====== Records for the task

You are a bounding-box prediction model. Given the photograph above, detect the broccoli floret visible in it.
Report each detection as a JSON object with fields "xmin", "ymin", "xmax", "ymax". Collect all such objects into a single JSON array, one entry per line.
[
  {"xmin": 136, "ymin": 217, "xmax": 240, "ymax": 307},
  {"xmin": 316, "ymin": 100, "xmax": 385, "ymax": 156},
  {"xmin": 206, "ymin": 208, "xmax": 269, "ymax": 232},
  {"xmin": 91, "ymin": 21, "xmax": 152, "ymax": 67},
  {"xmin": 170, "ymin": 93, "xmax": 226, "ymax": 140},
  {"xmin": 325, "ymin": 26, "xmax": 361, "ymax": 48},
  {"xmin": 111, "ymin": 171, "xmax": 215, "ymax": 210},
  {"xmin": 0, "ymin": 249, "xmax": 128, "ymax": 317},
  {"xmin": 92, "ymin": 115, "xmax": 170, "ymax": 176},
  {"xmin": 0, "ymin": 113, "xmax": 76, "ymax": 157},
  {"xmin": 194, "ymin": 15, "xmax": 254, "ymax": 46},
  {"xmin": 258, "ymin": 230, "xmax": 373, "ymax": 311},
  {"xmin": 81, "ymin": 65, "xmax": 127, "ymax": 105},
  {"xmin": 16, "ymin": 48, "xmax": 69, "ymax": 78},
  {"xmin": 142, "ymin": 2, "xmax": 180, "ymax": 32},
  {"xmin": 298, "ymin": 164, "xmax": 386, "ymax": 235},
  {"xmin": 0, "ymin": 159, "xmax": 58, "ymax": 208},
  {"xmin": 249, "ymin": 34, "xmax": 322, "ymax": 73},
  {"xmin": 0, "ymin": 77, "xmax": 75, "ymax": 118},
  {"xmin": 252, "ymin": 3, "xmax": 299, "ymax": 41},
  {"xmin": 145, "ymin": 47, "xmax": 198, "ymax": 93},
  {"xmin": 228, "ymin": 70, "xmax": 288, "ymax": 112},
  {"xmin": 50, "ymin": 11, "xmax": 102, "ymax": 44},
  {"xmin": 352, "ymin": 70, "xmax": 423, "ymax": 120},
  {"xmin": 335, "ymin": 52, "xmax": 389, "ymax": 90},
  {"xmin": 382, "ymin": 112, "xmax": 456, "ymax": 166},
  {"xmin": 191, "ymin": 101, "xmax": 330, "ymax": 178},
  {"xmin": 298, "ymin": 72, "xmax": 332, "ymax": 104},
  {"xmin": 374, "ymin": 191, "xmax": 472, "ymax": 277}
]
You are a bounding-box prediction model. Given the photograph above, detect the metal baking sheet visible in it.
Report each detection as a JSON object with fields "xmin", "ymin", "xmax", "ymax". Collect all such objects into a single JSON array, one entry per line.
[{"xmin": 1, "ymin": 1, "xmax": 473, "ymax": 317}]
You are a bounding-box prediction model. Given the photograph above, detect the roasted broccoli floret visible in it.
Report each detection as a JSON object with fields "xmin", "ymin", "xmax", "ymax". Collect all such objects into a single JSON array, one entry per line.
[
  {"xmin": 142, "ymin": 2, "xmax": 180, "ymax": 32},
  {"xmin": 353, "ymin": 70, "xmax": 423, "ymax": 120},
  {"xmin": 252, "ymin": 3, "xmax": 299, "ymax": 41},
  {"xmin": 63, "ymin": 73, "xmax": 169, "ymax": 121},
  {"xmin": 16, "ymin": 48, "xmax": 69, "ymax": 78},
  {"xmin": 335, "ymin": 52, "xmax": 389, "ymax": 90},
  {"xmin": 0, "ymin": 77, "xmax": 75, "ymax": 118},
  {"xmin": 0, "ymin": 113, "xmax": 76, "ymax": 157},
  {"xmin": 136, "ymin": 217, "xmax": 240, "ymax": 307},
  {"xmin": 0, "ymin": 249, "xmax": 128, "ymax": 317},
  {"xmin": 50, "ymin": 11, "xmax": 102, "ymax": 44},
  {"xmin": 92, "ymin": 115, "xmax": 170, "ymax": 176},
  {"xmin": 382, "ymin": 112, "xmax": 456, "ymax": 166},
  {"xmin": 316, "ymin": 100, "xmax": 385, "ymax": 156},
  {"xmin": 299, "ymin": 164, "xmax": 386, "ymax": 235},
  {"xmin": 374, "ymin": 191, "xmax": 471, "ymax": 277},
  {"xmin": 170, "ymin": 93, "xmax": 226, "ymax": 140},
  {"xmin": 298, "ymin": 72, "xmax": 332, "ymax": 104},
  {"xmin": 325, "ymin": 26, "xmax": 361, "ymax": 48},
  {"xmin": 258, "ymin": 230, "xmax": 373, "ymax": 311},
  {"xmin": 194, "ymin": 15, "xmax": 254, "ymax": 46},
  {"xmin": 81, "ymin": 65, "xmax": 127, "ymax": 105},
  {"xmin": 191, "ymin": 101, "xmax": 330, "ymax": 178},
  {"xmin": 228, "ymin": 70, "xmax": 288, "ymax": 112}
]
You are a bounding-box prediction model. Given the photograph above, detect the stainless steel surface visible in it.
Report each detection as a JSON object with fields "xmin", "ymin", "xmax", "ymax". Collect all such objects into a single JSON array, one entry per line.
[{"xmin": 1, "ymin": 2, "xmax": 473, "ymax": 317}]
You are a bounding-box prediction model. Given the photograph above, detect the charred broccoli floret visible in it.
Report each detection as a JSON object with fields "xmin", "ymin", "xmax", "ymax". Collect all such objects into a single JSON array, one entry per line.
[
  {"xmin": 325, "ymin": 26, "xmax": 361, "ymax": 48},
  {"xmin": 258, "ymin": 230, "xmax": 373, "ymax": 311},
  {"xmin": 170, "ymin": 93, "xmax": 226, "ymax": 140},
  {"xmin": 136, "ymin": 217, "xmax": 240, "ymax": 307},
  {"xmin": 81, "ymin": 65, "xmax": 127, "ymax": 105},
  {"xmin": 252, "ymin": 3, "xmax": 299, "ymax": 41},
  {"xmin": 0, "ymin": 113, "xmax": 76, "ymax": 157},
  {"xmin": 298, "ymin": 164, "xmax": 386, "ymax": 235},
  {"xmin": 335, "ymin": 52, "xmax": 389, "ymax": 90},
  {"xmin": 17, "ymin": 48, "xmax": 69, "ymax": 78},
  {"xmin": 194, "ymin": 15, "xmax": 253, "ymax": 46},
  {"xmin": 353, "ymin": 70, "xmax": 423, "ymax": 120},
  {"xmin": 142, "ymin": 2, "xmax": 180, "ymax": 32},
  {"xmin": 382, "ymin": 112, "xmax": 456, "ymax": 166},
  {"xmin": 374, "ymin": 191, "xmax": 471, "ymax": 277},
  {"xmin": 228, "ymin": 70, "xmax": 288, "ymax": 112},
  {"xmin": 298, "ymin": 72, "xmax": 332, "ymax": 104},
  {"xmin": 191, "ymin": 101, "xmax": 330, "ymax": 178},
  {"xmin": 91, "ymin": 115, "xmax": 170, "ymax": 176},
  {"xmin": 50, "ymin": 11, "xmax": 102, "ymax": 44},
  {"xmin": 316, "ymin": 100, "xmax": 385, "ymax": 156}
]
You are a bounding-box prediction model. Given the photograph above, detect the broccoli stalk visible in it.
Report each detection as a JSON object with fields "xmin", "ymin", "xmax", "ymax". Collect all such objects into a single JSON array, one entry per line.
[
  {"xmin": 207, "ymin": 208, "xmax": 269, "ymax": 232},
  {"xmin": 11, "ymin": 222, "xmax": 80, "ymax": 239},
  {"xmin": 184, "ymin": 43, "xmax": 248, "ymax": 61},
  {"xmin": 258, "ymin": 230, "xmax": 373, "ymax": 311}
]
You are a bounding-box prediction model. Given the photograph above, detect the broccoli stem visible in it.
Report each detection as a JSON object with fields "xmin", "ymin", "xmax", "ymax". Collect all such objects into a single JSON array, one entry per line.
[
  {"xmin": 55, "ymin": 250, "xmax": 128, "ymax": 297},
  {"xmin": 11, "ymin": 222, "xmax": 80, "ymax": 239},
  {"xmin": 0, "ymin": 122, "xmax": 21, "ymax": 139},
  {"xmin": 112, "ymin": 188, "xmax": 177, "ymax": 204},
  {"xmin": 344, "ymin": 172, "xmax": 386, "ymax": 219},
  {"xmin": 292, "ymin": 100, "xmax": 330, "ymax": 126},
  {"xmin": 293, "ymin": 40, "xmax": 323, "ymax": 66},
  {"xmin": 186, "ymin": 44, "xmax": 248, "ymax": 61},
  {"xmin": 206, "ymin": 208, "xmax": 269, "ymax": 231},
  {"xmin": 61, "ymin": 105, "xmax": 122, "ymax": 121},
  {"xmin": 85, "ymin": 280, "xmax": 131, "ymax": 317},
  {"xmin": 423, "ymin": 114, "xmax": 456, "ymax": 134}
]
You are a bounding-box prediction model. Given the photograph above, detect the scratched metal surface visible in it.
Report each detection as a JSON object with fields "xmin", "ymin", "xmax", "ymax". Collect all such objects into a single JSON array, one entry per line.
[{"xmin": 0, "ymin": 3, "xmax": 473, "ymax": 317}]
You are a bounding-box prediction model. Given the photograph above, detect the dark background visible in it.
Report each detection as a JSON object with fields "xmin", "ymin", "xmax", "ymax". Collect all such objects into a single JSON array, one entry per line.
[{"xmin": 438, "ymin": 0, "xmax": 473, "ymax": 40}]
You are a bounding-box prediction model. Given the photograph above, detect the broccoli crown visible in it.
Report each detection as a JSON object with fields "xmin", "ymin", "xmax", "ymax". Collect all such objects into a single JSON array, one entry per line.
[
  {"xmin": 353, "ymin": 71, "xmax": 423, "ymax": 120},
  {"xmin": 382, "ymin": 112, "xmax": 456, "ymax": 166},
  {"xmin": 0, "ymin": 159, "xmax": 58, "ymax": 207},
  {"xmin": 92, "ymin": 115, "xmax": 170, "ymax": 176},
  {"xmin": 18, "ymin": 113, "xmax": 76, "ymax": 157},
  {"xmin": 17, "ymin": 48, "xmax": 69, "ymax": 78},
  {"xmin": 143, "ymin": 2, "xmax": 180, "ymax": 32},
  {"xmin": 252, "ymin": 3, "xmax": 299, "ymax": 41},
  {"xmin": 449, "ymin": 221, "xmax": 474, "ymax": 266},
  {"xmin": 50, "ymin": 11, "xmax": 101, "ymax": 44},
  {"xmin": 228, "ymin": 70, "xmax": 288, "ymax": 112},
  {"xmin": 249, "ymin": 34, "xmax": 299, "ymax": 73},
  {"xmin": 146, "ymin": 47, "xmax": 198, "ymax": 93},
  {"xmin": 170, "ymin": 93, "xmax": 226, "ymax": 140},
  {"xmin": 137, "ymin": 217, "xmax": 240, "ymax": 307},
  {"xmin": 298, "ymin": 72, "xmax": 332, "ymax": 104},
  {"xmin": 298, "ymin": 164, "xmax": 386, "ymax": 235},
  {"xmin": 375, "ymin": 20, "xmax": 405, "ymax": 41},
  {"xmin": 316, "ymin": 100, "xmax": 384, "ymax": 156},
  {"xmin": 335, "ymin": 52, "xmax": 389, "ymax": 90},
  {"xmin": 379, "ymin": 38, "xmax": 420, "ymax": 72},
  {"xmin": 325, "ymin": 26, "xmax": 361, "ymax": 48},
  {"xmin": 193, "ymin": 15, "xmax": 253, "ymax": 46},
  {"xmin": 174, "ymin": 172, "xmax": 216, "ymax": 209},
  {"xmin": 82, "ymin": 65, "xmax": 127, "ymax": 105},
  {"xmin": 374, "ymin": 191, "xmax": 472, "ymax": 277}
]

============

Pick out each line above that includes "prediction" and show it.

_Solved exercise_.
You are a bounding-box prediction model. Given the photograph above, detect the broccoli floret visible in it.
You are a bounding-box prediction model. Given the photograph above, detect the metal baking sheet visible in it.
You are a bounding-box prediction model. Given the photograph above, detect the roasted broccoli floret visible in it.
You are a bounding-box prediction model. Given the photograph above, detect the stainless steel surface visible in it.
You are a bounding-box prediction model. Given the photograph above, detect the charred broccoli floret visible in it.
You are a bounding-box prediction model. Given the photograph above, detect the broccoli stalk visible in it.
You are a bounding-box prediction model. Given the photograph above, detect the broccoli stem visible in it.
You are a bounding-box prediction model. Given the photograph above, detect the scratched metal surface visible in it.
You are a bounding-box prediction model. Given the photograph above, detect the dark background visible in it.
You are a bounding-box prediction model. Given the photograph above, detect the broccoli crown visible in it.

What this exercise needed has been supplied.